(STUDY TEXT)

Content starts

Mackowski, a professor of journalism, has crafted a crisp narrative that captures the urgency of Grant’s struggle to complete his work, and the public spectacle surrounding that struggle. Grant’s own correspondence is effectively utilized in an effort to give the reader an often deeply personal view of Grant’s final year. In spite of Mackowski’s ability to craft such readable language, he occasionally slips into hyperbolic and overwrought passages. For instance, he raises the important episode of Grant’s break with Badeau (after the long-time aide questioned Grant’s authorship), with overwrought phrasing that skews the narrative’s balance. After discussing Mark Twain’s famous comparison of Grant’s memoirs to Caesar’s, Mackowski writes: “Unfortunately, the comparison to Caesar would extend beyond the book. With pen in hand poised as a dagger, Grant’s own Brutus was about to stab him in the back” (76). Sentences such as these mar an otherwise fine narrative by diminishing the author’s ability to dispassionately weigh evidence.
Those clunky, overwrought passages are disappointing because Mackowski does offer perceptive analysis throughout the text. Discussing the question of Grant’s authorship—a question that persists to this day—Mackowski provides a most convincing case of Grant’s ability to write. Mackowski understands the intricacies of the manuscript that proves Grant as author, but he recognizes Grant’s power as a writer. “[T]he great secret of Grant’s writing,” Mackowski writes, can be found in the countless orders written as a military commander. “Grant’s military service had honed his writing to crisp clarity,” he adds (21).
In addition to the incisive narrative, Grant’s Last Battle offers an ample selection of images to attract the general reader. Many of the images are rare and fascinating, particularly those of Grant’s final days at Mt. McGregor. Especially powerful are illustrations of the dying Grant from Frank Leslie’s Illustrated Newspaper (49, 53). Yet, many of the author’s images are not well represented by the black and white reproductions. Photos of P.T. Barnum, the cover of Ben Hur, and even Groucho Marx seem excessive and unnecessary (42, 57, 132).
Several appendices, authored by others, are included to carry out the series’ mission of appealing to a wider audience. Except for an essay on the memorials dedicated to Grant around the world, the appendices are far from compelling. Short essays on Grant’s presidency and the colorful history of Grant’s Tomb make for a disjointed book. While such pieces may refresh the minds of the general reader, I came away thinking that these sections crowded out more of Mackowski’s original story. The inclusion of these essays is even more regrettable since the book’s annotations have been made available only online.

Content ends

(MATERIAL PROVIDED)
Content starts

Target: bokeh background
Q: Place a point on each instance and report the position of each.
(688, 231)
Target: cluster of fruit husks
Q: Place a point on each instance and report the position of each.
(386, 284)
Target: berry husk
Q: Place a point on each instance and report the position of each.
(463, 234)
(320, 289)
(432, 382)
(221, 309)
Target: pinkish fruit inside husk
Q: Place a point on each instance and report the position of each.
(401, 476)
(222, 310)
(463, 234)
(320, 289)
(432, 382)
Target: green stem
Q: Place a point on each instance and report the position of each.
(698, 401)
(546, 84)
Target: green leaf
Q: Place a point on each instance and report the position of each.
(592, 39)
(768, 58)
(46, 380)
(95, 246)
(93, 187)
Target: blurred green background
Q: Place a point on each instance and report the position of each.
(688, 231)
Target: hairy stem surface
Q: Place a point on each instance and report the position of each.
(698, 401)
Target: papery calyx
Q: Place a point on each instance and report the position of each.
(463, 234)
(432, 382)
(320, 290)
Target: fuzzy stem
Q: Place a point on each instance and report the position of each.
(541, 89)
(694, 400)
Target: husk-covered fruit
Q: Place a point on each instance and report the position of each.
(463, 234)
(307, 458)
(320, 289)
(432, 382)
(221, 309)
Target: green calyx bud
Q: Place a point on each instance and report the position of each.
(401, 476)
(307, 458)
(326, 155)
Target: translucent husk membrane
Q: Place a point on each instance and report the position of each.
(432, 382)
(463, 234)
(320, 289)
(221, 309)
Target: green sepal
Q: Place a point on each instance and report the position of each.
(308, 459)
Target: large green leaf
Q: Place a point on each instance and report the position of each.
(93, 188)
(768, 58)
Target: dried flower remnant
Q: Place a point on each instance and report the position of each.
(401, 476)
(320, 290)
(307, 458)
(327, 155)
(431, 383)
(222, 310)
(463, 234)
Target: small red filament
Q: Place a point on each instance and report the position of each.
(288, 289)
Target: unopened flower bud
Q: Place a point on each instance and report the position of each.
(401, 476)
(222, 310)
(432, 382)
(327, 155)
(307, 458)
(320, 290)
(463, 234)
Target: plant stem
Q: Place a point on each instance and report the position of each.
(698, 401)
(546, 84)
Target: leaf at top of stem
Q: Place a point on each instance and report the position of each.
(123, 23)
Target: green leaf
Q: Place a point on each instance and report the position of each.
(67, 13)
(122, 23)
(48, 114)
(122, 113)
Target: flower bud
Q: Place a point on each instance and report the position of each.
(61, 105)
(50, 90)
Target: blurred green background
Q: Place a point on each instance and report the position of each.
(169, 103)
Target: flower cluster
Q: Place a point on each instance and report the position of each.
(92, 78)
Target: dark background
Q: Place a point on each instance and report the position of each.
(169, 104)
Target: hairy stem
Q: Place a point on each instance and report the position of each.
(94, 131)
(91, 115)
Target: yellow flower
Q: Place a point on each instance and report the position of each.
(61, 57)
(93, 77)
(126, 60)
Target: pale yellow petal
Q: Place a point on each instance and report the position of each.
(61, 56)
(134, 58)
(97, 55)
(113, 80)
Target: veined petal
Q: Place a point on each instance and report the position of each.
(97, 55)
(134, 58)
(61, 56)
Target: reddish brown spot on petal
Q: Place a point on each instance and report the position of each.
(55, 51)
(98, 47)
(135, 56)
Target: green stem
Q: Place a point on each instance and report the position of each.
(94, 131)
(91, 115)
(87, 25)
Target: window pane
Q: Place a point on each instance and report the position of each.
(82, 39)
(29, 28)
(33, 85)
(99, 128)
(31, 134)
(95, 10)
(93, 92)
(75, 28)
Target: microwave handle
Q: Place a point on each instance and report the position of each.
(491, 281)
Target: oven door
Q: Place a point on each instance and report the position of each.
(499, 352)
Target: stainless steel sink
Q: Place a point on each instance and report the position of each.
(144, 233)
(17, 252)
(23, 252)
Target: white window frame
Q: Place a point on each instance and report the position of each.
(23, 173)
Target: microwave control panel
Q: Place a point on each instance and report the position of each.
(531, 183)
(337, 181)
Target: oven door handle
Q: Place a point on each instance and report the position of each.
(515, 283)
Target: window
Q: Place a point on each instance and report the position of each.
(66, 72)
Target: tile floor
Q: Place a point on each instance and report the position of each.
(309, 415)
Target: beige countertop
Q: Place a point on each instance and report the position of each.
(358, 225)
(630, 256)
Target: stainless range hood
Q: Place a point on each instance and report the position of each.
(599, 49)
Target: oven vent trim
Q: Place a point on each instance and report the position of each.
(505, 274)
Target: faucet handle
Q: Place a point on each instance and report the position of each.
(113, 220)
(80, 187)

Content ends

List every page number that the book review gives in parentheses, in the order in which they appear. The data are separate material and form no part of the book review.

(WRITTEN RESPONSE)
76, 21, 49, 53, 42, 57, 132